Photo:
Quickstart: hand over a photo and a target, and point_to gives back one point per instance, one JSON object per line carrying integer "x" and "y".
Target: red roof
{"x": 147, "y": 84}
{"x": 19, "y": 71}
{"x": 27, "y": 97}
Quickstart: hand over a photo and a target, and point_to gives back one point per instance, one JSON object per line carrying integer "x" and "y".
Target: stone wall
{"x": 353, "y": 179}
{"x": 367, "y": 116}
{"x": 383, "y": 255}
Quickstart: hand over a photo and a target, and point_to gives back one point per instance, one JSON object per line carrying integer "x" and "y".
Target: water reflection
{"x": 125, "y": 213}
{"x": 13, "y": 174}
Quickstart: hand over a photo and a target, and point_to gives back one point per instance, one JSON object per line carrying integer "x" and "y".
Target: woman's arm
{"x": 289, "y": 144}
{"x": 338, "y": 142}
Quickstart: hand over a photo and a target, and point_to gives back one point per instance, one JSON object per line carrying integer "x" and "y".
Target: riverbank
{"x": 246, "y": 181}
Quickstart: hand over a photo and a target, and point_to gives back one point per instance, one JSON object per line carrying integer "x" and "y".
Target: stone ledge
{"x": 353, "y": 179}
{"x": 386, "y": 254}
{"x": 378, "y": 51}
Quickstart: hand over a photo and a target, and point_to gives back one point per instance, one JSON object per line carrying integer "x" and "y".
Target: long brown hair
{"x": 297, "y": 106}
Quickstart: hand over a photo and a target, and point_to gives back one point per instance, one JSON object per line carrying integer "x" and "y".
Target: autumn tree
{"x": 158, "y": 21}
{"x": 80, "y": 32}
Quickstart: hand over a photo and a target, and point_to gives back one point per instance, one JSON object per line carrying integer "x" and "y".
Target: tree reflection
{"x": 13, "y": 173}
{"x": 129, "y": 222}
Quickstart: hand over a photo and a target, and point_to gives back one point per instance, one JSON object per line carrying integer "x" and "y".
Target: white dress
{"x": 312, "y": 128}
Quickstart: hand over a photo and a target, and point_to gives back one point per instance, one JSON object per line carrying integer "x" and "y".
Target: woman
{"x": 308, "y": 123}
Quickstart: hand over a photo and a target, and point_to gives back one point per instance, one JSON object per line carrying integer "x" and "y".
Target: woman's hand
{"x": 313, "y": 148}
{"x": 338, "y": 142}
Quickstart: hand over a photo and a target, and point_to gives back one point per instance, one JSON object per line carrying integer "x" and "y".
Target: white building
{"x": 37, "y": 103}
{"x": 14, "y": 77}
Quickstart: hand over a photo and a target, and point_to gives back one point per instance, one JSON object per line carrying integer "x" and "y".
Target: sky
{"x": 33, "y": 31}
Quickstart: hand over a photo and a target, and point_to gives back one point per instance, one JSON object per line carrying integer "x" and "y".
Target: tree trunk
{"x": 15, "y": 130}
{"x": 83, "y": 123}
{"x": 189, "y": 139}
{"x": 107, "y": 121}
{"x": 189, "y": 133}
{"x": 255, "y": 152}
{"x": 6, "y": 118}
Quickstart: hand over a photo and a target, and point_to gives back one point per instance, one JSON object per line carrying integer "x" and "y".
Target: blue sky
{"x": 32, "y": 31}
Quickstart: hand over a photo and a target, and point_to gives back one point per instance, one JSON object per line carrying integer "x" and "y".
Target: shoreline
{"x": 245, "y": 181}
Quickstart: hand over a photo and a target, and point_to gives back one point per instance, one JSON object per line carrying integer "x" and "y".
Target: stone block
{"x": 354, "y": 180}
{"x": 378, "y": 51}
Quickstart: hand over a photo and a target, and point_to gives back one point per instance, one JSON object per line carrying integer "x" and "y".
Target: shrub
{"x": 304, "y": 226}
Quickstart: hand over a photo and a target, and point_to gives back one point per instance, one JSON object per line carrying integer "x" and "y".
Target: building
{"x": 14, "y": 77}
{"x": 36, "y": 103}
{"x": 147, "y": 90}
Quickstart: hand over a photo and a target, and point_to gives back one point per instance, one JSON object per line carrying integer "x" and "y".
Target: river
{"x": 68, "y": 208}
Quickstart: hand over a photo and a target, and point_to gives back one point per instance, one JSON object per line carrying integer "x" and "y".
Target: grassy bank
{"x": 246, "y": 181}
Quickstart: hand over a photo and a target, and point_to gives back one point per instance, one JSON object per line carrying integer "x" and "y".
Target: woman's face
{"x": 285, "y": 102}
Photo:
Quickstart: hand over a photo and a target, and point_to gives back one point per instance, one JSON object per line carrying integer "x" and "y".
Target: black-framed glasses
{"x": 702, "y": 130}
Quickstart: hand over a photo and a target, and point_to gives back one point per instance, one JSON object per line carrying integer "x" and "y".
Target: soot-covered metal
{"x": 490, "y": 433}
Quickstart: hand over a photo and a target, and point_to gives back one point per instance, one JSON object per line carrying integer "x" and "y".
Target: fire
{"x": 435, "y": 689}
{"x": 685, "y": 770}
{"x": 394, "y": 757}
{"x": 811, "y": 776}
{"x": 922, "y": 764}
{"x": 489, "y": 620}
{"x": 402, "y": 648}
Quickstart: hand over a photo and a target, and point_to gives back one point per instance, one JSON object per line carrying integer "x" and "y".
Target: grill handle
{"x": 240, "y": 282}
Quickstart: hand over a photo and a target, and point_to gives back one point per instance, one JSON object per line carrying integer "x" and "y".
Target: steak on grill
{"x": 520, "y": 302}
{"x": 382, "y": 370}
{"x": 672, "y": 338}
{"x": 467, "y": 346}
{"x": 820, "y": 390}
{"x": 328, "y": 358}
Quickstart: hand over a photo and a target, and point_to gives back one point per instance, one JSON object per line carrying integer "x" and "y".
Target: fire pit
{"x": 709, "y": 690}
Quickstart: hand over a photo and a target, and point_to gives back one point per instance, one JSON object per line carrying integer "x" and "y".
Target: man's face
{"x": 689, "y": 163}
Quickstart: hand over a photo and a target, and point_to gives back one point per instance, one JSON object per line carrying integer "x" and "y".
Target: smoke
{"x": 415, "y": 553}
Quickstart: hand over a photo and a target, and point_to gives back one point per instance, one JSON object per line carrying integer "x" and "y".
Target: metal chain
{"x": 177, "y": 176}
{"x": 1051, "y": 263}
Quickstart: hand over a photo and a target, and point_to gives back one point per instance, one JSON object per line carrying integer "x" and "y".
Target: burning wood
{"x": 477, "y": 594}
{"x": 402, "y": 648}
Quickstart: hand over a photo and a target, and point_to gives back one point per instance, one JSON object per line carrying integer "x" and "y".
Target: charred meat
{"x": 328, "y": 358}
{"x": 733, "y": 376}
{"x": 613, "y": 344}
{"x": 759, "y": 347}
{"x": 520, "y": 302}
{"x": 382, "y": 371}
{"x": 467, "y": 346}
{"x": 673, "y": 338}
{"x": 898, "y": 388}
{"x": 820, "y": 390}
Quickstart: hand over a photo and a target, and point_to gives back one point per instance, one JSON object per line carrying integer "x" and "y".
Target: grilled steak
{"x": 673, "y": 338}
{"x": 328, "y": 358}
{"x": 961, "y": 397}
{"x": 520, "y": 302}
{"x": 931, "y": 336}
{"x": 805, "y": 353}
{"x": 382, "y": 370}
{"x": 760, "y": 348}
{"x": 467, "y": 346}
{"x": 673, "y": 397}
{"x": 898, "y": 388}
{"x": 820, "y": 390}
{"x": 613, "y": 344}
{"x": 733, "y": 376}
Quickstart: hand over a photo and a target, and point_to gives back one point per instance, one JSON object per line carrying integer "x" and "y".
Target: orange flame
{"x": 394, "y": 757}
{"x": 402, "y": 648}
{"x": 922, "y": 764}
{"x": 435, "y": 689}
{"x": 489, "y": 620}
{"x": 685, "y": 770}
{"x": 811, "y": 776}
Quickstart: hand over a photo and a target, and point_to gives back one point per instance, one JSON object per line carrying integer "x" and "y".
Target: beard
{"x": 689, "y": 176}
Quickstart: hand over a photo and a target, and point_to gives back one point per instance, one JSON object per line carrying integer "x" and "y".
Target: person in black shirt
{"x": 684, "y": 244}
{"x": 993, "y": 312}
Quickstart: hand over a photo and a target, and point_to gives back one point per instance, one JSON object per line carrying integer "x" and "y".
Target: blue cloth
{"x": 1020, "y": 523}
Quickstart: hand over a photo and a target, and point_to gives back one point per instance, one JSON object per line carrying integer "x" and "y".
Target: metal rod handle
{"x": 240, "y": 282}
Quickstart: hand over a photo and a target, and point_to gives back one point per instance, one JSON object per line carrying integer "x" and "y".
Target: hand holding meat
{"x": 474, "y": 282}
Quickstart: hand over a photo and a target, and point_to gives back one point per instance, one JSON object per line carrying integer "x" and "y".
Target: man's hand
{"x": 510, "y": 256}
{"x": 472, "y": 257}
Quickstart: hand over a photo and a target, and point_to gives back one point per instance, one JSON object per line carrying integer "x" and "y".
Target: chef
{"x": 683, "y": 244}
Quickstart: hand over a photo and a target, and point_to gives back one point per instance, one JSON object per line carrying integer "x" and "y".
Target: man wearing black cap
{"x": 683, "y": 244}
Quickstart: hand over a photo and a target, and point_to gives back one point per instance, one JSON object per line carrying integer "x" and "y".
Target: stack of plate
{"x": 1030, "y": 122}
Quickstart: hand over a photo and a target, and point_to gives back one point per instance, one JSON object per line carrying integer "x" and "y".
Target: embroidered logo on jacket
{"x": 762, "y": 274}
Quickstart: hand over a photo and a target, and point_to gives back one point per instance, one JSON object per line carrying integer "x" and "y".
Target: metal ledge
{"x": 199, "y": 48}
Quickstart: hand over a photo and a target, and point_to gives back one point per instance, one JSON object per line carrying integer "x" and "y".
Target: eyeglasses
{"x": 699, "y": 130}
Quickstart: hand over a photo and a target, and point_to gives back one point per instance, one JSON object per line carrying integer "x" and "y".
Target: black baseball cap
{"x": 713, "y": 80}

----

BRIEF:
The answer must be the line containing "Target: metal ledge" and every line after it through the last line of the records above, repeated exactly.

OUTPUT:
Target: metal ledge
{"x": 199, "y": 48}
Quickstart: hand over a photo and a target, and point_to gives back one point per instance, one JSON object per line carrying integer "x" and "y".
Target: eyeglasses
{"x": 699, "y": 130}
Quickstart: hand over a photo and a target, and point_to gives back one point per instance, one JSON object per line carrying integer "x" and "y".
Target: black baseball cap
{"x": 713, "y": 80}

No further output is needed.